## What is required
Starting with the line that has "[trace] white boundary stake" in it, repeat every line through the last one, word for word, and give nothing more.

## Supplied information
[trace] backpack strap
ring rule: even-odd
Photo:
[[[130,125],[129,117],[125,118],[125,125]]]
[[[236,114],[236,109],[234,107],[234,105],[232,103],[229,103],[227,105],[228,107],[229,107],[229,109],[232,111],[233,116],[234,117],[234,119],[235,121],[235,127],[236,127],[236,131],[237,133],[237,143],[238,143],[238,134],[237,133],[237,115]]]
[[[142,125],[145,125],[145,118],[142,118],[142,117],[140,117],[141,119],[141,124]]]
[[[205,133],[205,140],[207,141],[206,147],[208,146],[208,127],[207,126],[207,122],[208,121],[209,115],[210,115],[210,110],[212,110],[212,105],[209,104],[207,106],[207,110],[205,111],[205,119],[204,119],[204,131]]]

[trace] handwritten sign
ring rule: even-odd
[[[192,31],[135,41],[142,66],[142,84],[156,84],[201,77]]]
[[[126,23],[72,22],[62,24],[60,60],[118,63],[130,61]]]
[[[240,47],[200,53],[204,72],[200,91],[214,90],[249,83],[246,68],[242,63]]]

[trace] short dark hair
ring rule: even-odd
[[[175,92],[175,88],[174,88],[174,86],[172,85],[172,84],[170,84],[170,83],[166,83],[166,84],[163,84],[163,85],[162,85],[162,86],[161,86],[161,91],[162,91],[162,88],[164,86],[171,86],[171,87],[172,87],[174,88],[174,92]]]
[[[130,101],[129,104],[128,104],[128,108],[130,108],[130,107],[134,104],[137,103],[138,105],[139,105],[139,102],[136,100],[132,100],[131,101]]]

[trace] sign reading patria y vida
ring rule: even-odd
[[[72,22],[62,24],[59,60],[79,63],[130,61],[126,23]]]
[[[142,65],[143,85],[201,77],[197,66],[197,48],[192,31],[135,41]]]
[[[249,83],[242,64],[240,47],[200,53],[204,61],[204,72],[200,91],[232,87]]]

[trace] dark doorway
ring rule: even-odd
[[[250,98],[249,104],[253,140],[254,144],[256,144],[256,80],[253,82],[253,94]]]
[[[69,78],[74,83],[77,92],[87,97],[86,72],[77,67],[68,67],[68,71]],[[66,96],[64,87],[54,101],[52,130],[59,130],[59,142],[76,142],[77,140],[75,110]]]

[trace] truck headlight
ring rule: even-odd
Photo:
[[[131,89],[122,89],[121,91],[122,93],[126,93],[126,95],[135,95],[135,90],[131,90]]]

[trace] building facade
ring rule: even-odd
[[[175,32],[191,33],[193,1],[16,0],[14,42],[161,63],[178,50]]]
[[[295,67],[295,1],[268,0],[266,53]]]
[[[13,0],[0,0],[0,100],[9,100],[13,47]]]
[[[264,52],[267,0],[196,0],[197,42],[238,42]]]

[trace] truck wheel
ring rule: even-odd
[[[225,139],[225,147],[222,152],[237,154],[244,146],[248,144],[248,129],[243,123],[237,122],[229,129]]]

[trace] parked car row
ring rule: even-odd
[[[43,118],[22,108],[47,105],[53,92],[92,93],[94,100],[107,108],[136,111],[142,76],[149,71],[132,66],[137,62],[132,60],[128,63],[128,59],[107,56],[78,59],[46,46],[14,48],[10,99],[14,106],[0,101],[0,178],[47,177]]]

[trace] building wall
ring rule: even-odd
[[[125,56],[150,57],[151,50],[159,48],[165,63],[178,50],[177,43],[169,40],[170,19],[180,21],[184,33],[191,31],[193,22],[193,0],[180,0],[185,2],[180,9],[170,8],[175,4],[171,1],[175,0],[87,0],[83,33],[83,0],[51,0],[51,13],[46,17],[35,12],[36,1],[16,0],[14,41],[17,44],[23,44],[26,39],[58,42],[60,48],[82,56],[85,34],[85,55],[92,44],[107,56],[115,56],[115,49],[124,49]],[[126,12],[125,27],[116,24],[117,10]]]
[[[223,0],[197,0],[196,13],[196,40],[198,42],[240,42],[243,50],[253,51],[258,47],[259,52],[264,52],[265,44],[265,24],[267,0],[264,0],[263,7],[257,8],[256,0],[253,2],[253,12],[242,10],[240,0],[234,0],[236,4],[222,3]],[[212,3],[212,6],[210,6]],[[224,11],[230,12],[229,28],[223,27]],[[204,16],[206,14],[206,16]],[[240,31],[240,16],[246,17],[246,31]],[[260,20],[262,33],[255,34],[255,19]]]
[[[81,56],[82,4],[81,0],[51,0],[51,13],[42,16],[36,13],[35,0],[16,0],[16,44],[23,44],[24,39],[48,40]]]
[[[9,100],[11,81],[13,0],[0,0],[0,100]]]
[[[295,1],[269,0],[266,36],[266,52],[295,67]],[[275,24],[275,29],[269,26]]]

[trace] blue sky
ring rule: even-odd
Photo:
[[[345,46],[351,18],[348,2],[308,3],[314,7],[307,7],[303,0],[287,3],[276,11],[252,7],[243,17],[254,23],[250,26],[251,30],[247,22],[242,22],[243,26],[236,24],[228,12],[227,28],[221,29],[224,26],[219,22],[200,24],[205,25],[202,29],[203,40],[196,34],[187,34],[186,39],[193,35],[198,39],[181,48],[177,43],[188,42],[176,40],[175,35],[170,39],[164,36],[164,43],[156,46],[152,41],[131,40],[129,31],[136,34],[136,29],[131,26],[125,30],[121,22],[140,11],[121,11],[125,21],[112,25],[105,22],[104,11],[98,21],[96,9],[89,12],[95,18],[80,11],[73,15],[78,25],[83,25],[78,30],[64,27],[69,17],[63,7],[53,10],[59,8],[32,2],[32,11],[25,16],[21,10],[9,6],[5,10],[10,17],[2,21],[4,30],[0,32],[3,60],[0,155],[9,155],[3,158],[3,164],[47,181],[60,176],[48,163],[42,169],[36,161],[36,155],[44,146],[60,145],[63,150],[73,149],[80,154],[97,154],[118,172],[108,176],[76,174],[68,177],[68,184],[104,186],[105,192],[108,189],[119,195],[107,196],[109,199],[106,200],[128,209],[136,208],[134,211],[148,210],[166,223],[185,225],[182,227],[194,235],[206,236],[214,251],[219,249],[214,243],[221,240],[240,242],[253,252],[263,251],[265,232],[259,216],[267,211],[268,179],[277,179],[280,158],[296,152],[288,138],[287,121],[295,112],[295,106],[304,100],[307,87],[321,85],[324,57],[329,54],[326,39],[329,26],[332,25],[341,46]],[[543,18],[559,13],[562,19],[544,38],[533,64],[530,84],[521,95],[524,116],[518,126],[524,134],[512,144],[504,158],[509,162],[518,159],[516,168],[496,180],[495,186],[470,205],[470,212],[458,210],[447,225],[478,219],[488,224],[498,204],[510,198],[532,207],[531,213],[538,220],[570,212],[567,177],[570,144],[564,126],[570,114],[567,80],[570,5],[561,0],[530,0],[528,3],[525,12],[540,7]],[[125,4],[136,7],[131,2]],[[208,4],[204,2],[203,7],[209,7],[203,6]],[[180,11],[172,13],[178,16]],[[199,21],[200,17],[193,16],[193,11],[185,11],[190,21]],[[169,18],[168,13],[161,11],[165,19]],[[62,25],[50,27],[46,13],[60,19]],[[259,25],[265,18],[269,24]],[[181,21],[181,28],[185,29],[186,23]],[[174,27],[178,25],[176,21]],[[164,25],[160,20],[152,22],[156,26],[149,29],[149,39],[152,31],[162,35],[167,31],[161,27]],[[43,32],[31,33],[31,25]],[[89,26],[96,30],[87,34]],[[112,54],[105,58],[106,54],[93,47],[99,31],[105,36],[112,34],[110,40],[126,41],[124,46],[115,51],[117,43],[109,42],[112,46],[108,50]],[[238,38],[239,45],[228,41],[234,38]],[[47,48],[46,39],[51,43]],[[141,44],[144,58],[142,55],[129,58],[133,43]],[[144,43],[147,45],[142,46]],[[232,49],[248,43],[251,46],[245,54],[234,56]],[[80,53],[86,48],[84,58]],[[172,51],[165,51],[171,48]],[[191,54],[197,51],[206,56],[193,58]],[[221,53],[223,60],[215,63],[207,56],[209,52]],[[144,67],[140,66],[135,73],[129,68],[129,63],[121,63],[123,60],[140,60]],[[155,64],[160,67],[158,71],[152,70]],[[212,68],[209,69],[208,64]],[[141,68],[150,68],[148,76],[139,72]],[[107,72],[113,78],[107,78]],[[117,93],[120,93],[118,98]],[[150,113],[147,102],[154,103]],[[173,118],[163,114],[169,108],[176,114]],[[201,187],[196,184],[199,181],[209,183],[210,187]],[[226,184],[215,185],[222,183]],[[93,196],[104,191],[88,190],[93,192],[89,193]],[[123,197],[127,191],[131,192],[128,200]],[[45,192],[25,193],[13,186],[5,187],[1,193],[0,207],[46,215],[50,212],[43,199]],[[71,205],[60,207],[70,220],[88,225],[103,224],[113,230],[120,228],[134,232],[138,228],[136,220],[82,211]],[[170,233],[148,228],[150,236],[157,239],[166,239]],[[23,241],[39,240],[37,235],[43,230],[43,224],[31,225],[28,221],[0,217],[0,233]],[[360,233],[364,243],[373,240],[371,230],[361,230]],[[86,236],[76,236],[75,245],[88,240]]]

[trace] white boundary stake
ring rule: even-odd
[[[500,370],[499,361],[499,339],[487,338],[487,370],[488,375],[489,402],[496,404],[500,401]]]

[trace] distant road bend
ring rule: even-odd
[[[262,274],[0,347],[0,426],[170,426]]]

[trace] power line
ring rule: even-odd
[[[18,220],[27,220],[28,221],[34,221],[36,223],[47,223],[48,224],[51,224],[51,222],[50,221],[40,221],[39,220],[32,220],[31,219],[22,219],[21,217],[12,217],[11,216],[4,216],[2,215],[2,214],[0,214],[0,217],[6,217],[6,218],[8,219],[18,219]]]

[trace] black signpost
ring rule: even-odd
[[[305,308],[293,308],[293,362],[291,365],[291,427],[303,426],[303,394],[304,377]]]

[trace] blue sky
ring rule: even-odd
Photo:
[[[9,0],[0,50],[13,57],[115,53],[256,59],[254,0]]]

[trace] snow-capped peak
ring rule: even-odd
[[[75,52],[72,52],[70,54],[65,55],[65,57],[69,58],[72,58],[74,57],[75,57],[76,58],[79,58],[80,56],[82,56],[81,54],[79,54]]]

## Exercise output
[trace] white boundary stake
ring rule: even-odd
[[[500,370],[499,361],[499,339],[487,338],[487,370],[488,375],[489,402],[496,404],[500,401]]]

[trace] distant road bend
ring rule: even-odd
[[[262,274],[0,347],[0,426],[170,426]]]

[trace] power line
ring rule: even-odd
[[[18,220],[27,220],[28,221],[34,221],[36,223],[47,223],[48,224],[51,224],[51,222],[50,221],[40,221],[39,220],[32,220],[31,219],[22,219],[21,217],[12,217],[11,216],[4,216],[2,215],[2,214],[0,214],[0,217],[6,217],[6,218],[8,219],[18,219]]]

[trace] black signpost
ring rule: even-odd
[[[305,308],[293,308],[293,362],[291,365],[291,427],[303,426],[303,394],[304,377]]]

[trace] blue sky
ring rule: even-odd
Photo:
[[[9,0],[0,50],[13,57],[115,53],[256,59],[254,0]]]

[trace] snow-capped peak
ring rule: even-odd
[[[75,52],[72,52],[70,54],[65,55],[65,57],[69,58],[72,58],[74,57],[75,57],[76,58],[79,58],[80,56],[82,56],[81,54],[79,54]]]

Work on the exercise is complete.